■ **抜粋**:
'''
サイエンス

史上最高解像度で撮影された「太陽表面の映像」が公開される

By ipicgr

2020年1月29日、アメリカ国立科学財団(NSF)がハワイのマウイ島に建設されたダニエル・K・イノウエ太陽望遠鏡(DKIST)によって撮影された、地球から約1億5000万km離れた太陽の表面の映像を公開しました。NSFはこの研究によって、「太陽の謎」に関する理解が飛躍的に進むと述べています。

NSF’s newest solar telescope produces first images - NSO - National Solar Observatory
https://www.nso.edu/press-release/inouye-solar-telescope-first-light/

Telescope captures most detailed pictures yet of the sun | Science | The Guardian
https://www.theguardian.com/science/2020/jan/29/solar-telescope-captures-most-detailed-pictures-yet-the-sun

実際に公開されたムービーが以下。小さな細胞が寄り集まったように見えますが、この細胞は1つ1つが日本の1.8倍の面積を誇るテキサス州ほどの大きさに相当します。その細胞がうごめいているように見えるのは、表面のプラズマ大気層が沸騰しているのを捉えているため。



地球に最も近い恒星である太陽は、毎秒約500万トンの水素が燃焼する巨大な原子炉です。太陽の活動は約50億年にわたって続いており、試算によると45億年後まで継続する見込み。そんな太陽から放たれる光によって、地球には生命が芽生えました。しかし、「太陽フレア」など人類に悪影響を及ぼす太陽活動も存在することから、太陽の活動を研究する必要性が唱えられてきました。太陽フレアはコンピューターなどの電子機器に多大な影響を与える現象で、過去には海中に設置された「機雷」を起爆させたことが判明しています。
'''
座標アノテーション項目:
'''
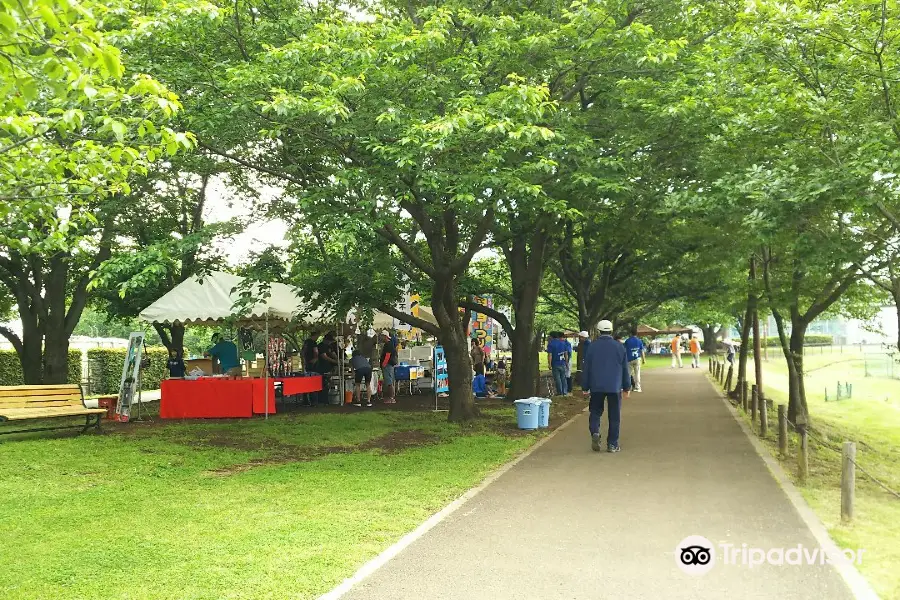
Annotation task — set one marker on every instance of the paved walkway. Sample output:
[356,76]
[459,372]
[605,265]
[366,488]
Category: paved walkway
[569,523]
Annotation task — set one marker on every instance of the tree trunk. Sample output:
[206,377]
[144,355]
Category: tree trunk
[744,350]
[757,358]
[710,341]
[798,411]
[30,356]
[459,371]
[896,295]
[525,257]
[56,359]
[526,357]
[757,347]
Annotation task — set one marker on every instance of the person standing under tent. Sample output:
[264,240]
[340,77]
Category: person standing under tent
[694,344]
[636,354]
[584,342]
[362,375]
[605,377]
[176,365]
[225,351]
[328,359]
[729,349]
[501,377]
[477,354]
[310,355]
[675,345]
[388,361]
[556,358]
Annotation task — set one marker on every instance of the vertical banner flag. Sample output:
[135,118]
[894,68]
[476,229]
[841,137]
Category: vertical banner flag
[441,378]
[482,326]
'''
'''
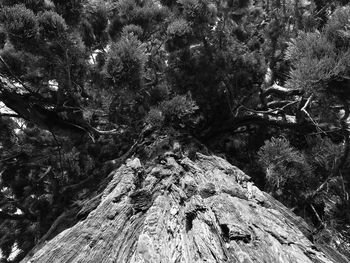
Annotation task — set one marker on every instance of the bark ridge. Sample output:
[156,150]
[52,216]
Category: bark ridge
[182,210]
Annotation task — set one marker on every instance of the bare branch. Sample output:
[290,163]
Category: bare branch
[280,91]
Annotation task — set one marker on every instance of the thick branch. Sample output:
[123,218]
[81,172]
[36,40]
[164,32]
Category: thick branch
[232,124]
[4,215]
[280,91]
'''
■ **取り組む課題**:
太陽表面の映像を伝える記事から、「実際に公開されたムービーが以」から「させたことが判明しています。」までの部分を一字一句変えずに出力してください。

■ **記述解答**:
実際に公開されたムービーが以下。小さな細胞が寄り集まったように見えますが、この細胞は1つ1つが日本の1.8倍の面積を誇るテキサス州ほどの大きさに相当します。その細胞がうごめいているように見えるのは、表面のプラズマ大気層が沸騰しているのを捉えているため。



地球に最も近い恒星である太陽は、毎秒約500万トンの水素が燃焼する巨大な原子炉です。太陽の活動は約50億年にわたって続いており、試算によると45億年後まで継続する見込み。そんな太陽から放たれる光によって、地球には生命が芽生えました。しかし、「太陽フレア」など人類に悪影響を及ぼす太陽活動も存在することから、太陽の活動を研究する必要性が唱えられてきました。太陽フレアはコンピューターなどの電子機器に多大な影響を与える現象で、過去には海中に設置された「機雷」を起爆させたことが判明しています。